* _节选段落_
一、下载TPCH生成工具
官方网址:http://www.tpc.org/tpc_documents_current_versions/current_specifications.asp
本文中安装的是:
TPC-H 2.17.1 pdf Download TPCH_Tools.zip
可通过wget、curl来获取安装包。
【注】获取包地址,需要填写Email信息进行申请,无伤大雅,照做。请确保,您的邮箱可以收到自动发送的包含连接地址的邮件,
这个地址才是真正的下载地址。
二、安装TPCH生成工具
下载完成后,您可能看到这样的文件:
c81a6b51-9f9c-4a5b-8979-9bf85688767b-tpc-h-tool.zip
unzip c81a6b51-9f9c-4a5b-8979-9bf85688767b-tpc-h-tool.zip
第一个,无用,忽略之。进入第二个。

* _任务内容_
根据节选段落,说明申请获取安装包地址时需要填写什么信息。 这些材料与上面的节选段落并无关联。

* _收集材料_
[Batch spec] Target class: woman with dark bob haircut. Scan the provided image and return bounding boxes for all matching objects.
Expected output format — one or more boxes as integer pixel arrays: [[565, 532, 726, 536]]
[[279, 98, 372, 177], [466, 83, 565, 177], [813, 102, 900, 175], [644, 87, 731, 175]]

* _任务结果_
需要填写Email信息。